Woods has observed a “huge increase” in learning challenges over the course of her career and acknowledges growing awareness around neurodiversity in all areas of life. In her opinion, it takes a “certain kind of person” to manage a broad range of abilities in the classroom.

“You need to have a high level of respect for diversity in the teaching space,” she says. “That is really important, and to just check your levels of judgment because you’re going to meet the widest range of people you’ve ever met in your life in a classroom.”

Another key skill is knowing how to deliver supportive and constructive feedback “without bringing people down”.

“I think you have to be hyper-aware of your communication style and you need to have a high level of emotional intelligence,” she says.

While Woods believes empathy, kindness, creativity and the ability to foster connections are “deep-seated” values, the good news is that there are some non-design talents you can attain. Public speaking is one (often-daunting) inevitability of teaching and is a skill that could be improved by a short course. As is academic writing and software proficiency.

*Aim 1*
Format every line of the segmentation entries below as a Markdown table with the columns Row and Line, skipping blank lines and omitting the pictures.
The entries that follow are unrelated to the teaching excerpt.

*Input*
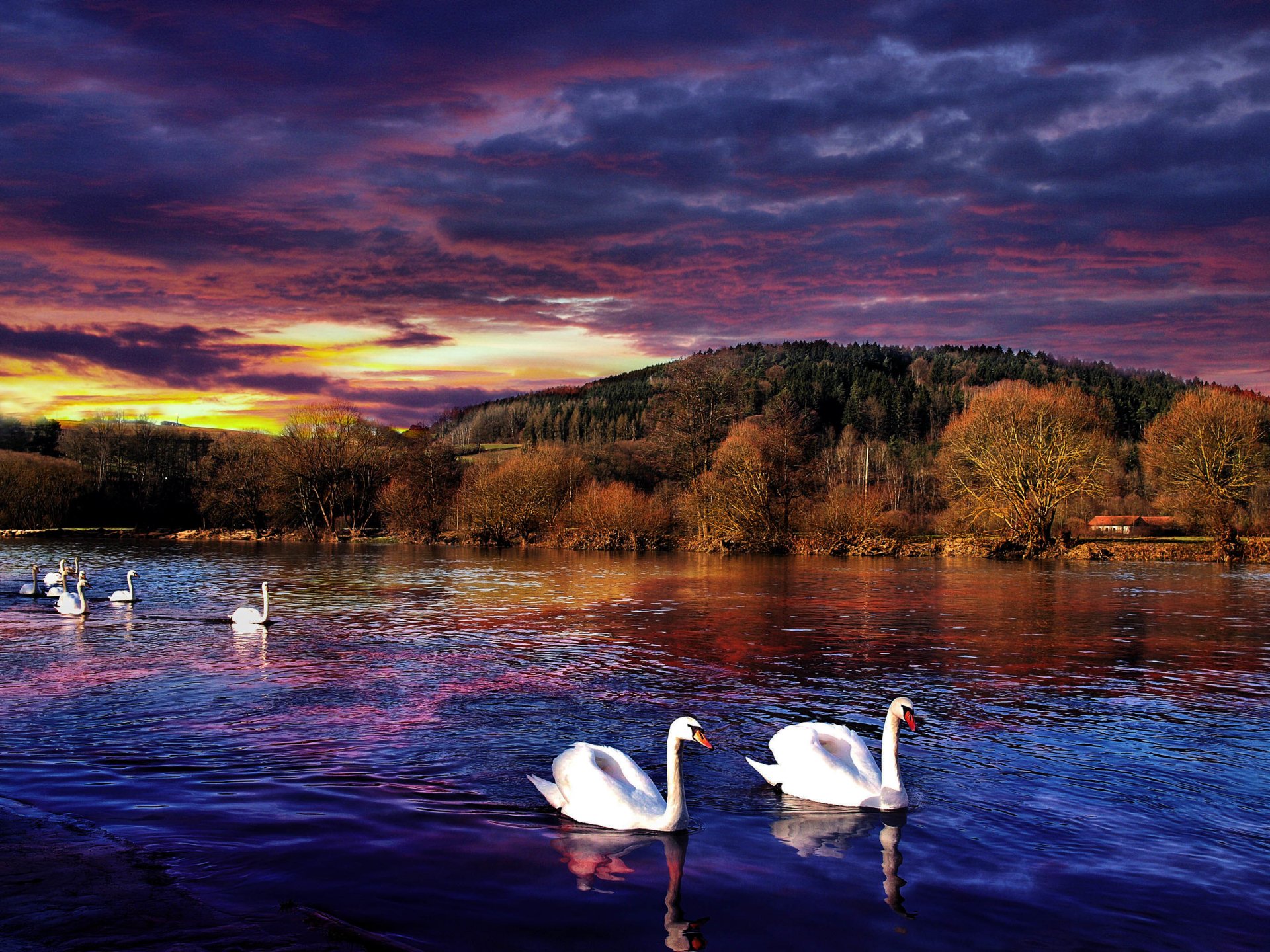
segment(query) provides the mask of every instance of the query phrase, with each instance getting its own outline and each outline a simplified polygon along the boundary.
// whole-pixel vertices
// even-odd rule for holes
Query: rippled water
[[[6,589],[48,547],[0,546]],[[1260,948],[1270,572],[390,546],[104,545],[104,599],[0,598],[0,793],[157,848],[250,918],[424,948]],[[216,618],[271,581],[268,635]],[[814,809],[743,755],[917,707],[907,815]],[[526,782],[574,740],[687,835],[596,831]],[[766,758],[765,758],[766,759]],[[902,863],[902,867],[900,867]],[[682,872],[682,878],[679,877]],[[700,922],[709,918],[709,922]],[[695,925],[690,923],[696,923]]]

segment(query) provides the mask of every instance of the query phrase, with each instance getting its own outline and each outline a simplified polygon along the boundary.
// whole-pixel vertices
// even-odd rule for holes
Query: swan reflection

*Aim 2*
From the teaching excerpt, extract word for word the passage starting with "Woods has observed" and going on through "in the classroom.".

*Complete answer 1*
| Row | Line |
|---|---|
| 1 | segment(query) provides the mask of every instance of the query phrase, with each instance getting its own outline and each outline a simplified polygon along the boundary. |
| 2 | // whole-pixel vertices |
| 3 | // even-odd rule for holes |
| 4 | Query: rippled water |
| 5 | [[[6,589],[48,547],[0,546]],[[1260,948],[1270,572],[390,546],[104,545],[104,599],[0,598],[0,793],[157,848],[250,918],[424,948]],[[216,618],[271,581],[268,635]],[[814,809],[743,755],[917,707],[907,815]],[[526,782],[574,740],[687,835],[596,831]],[[766,758],[765,758],[766,759]],[[902,863],[902,867],[900,867]],[[682,872],[682,878],[679,877]],[[700,922],[709,918],[709,922]],[[695,925],[690,923],[696,923]]] |
| 6 | segment(query) provides the mask of every instance of the query phrase, with each instance getting its own outline and each outline a simplified polygon along the boundary. |
| 7 | // whole-pixel vertices |
| 8 | // even-odd rule for holes |
| 9 | Query: swan reflection |

*Complete answer 2*
Woods has observed a “huge increase” in learning challenges over the course of her career and acknowledges growing awareness around neurodiversity in all areas of life. In her opinion, it takes a “certain kind of person” to manage a broad range of abilities in the classroom.